### Directive 1
Reproduce everything in the gold-filled yield thread from "My guess is 132" down to "MGH (Apr 12, 2016)".
— start Source excerpt —
# 5500 grams gold filled



## kmann1969 (Apr 12, 2016)

Hello Forum. i wanted to post this batch of gold filled to see if you guys wanted to guess on the yield before i start. I will post a pic of the finished product whens its all done. Any guesses? 5500 grams of pocketwatch cases. a mix of 10yr 20 yr and permanent cases.


----------



## upcyclist (Apr 12, 2016)

I guess it all depends on the mix. I'll go with an even split of 14/20 and 12/20 GF, so 149 grams.

Nice haul!


----------



## mitchd (Apr 12, 2016)

My guess is 132 grams, with 10 year mixed in and wear on old watches I would think the yield would be a little lower.
Any prize for who nails it?
Mitch


----------



## MGH (Apr 12, 2016)

3.54 ozt


----------



## jeneje (Apr 12, 2016)

30 grams

Ken


----------



## Anonymous (Apr 12, 2016)

Go on share with us how much they cost before the yields come.


----------



## goldsilverpro (Apr 12, 2016)

My guess is exactly the same as MGH's - 2% -110g - 3.54 tr.oz.


----------



## 5ixb (Apr 12, 2016)

5.3ozt


----------



## Palladium (Apr 12, 2016)

187.2


----------



## artart47 (Apr 13, 2016)

Hi Friends!
I would guess, 150grams.
Art.


----------



## goldenchild (Apr 13, 2016)

6.1 ozt Au
9.4 ozt Ag


----------



## kmann1969 (Apr 13, 2016)

thanks for all the guesses!! im looking forward to processing it. I will Give a 1 gram button out of the lot to the person the closest!


----------



## UncleBenBen (Apr 13, 2016)

No whammy, no whammy, no whammy, no whammy! 106.53 grams!


----------



## crbaker41 (Apr 13, 2016)

82 grams


----------



## Grelko (Apr 13, 2016)

129.59g


----------



## GOLDbuyerCA (Apr 13, 2016)

Thinking and guessing 129.5 grams, representing some fractional value lost in the refining and melting. fine lot of watch cases. to process. " enjoy this forum mucho "


----------



## FrugalRefiner (Apr 13, 2016)

137.5 g.

If I win, I'd like to donate it to the forum.

Dave


----------



## jason_recliner (Apr 13, 2016)

118 grams


----------



## modtheworld44 (Apr 14, 2016)

157.43grams since you have some smaller ones mixed in=more surface area.Thanks in advance for the contest,good luck everyone.



modtheworld44


----------



## patnor1011 (Apr 14, 2016)

101g That is just a wild guess.


----------



## Platdigger (Apr 14, 2016)

81 grams


----------



## Slochteren (Apr 14, 2016)

95,65 gram.. i think.


----------



## Galaxy419 (Apr 14, 2016)

I am going to say 152 grams


----------



## maynman1751 (Apr 14, 2016)

I'll say 123g! :|


----------



## nickvc (Apr 14, 2016)

I'll guess 155 grams.


I'm with Dave if I win donate the money to the forum, plus the postage would add extra costs and that doesn't seem fair on you.


----------



## Barrie Gold Buyer (Apr 14, 2016)

190 GRAMS


----------



## Rmwatson78 (Apr 18, 2016)

169.375 grams


----------



## chuckgambale (Apr 18, 2016)

133.6

If I win please donate it to the forum


----------



## etack (Apr 18, 2016)

128.3g

Eric


----------



## lazersteve (Apr 19, 2016)

165.5 g (3.0%)

Steve


----------



## Refining Rick (Apr 19, 2016)

131.4 Grams


----------



## geedigity (Apr 20, 2016)
— end Source excerpt —
— start Listing —
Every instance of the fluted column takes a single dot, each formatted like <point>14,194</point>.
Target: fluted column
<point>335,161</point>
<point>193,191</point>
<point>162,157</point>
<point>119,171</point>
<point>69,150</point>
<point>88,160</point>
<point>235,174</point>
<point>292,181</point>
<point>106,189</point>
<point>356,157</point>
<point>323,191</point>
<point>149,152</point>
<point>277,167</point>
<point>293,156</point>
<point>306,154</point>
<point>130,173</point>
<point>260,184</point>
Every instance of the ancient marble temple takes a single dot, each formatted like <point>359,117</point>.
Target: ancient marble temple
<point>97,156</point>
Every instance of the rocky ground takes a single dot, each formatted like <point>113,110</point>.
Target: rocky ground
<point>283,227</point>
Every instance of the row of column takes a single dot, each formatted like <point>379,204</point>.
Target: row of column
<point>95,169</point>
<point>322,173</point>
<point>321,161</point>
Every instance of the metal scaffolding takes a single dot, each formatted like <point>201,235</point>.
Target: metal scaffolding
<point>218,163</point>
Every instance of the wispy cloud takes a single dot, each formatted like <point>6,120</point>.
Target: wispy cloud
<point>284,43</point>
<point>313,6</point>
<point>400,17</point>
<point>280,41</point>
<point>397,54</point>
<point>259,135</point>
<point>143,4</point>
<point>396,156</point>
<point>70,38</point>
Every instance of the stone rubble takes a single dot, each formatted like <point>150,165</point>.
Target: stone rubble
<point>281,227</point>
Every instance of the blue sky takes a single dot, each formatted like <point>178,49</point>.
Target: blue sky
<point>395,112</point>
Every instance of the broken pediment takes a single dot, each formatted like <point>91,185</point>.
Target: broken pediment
— end Listing —
### Directive 2
Render everything in the listing from the line containing "Every instance of the broken" down to its end as a Markdown table with the columns Row and Line, leaving out blank lines. Include only those lines.

### Full output 1
My guess is 132 grams, with 10 year mixed in and wear on old watches I would think the yield would be a little lower.
Any prize for who nails it?
Mitch


----------



## MGH (Apr 12, 2016)

### Full output 2
| Row | Line |
|---|---|
| 1 | Every instance of the broken pediment takes a single dot, each formatted like <point>91,185</point>. |
| 2 | Target: broken pediment |